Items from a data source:

>> Begin

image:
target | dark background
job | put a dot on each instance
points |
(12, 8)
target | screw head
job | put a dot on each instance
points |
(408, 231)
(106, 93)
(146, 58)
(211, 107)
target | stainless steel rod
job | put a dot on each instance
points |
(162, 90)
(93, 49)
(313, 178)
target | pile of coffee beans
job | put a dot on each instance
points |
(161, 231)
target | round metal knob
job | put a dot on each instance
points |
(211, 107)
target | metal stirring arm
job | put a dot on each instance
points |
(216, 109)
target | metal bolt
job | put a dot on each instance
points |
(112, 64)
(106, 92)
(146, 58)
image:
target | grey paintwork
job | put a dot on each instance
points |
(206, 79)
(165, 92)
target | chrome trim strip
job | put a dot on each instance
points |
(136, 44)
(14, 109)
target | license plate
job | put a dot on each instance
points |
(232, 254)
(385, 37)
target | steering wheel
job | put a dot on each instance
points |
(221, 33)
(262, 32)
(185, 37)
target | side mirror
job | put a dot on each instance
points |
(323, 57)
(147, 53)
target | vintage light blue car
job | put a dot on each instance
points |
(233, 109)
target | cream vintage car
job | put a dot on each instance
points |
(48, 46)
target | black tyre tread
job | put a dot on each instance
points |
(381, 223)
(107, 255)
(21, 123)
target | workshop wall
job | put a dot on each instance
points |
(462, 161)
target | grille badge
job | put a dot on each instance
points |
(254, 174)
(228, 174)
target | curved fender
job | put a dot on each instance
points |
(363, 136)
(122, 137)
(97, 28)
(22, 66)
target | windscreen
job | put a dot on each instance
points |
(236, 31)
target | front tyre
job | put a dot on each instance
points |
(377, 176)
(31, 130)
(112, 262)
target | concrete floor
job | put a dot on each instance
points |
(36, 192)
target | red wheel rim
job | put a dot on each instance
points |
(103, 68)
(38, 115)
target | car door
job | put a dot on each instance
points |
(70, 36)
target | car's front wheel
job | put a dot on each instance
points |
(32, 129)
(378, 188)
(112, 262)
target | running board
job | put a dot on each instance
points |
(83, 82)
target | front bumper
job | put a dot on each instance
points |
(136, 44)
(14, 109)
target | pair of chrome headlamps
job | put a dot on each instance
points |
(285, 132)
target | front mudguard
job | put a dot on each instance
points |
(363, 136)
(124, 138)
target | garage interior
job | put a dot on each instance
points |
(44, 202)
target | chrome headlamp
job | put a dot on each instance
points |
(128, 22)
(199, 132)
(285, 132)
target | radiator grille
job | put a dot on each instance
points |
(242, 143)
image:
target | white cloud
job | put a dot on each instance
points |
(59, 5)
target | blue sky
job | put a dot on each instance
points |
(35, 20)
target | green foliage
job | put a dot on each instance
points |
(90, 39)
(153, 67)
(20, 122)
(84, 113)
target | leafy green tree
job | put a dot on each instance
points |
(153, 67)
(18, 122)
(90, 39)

>> End

● **Task**:
Repeat every line of the items above, word for word, leaving nothing out.

● **Complete output**:
image:
target | dark background
job | put a dot on each instance
points |
(12, 8)
target | screw head
job | put a dot on each instance
points |
(408, 231)
(106, 93)
(146, 58)
(211, 107)
target | stainless steel rod
job | put a dot on each instance
points |
(162, 90)
(93, 49)
(313, 178)
target | pile of coffee beans
job | put a dot on each instance
points |
(161, 231)
target | round metal knob
job | put a dot on each instance
points |
(211, 107)
target | metal stirring arm
job | put a dot on each instance
points |
(216, 109)
target | metal bolt
job | put a dot on each instance
points |
(112, 64)
(106, 92)
(146, 58)
image:
target | grey paintwork
job | put a dot on each instance
points |
(206, 79)
(165, 92)
target | chrome trim strip
job | put a dot on each instance
points |
(136, 44)
(14, 109)
target | license plate
job | put a dot on each instance
points |
(232, 254)
(385, 37)
target | steering wheel
job | put a dot on each instance
points |
(221, 33)
(262, 32)
(185, 37)
target | side mirror
job | put a dot on each instance
points |
(323, 57)
(147, 53)
target | vintage light blue car
job | put a dot on each instance
points |
(233, 109)
target | cream vintage car
job | put a dot on each instance
points |
(48, 46)
target | black tyre tread
job | put a dot on each instance
points |
(381, 223)
(107, 255)
(21, 123)
target | workshop wall
job | put a dot on each instance
points |
(462, 161)
target | grille badge
job | put a dot on each instance
points |
(254, 174)
(228, 174)
target | curved fender
job | put a dot on each instance
points |
(363, 136)
(122, 137)
(97, 28)
(22, 66)
target | windscreen
job | put a dot on each instance
points |
(236, 31)
target | front tyre
job | put a dot on each instance
points |
(377, 176)
(31, 130)
(112, 262)
target | concrete floor
job | put a dot on each instance
points |
(36, 192)
target | red wheel rim
job | put a dot on each instance
points |
(103, 68)
(38, 115)
target | car door
job | put a dot on each instance
points |
(70, 36)
target | car's front wheel
job | put a dot on each instance
points |
(32, 129)
(378, 188)
(112, 262)
target | running board
job | put a dot on each instance
points |
(83, 82)
target | front bumper
job | put a dot on each instance
points |
(136, 44)
(14, 109)
target | pair of chrome headlamps
job | put a dot on each instance
points |
(285, 132)
target | front mudguard
job | put a dot on each instance
points |
(363, 136)
(124, 138)
target | garage interior
job | put a dot on each instance
points |
(44, 202)
target | chrome headlamp
job | put a dot on each instance
points |
(128, 22)
(199, 132)
(285, 132)
target | radiator grille
job | put a dot on each instance
points |
(242, 143)
image:
target | white cloud
job | put a dot on each instance
points |
(59, 5)
target | blue sky
job | put a dot on each instance
points |
(35, 20)
target | green foliage
job | put a dot on each instance
points |
(90, 39)
(153, 67)
(20, 122)
(84, 113)
target | leafy green tree
job | put a dot on each instance
points |
(153, 67)
(18, 122)
(90, 39)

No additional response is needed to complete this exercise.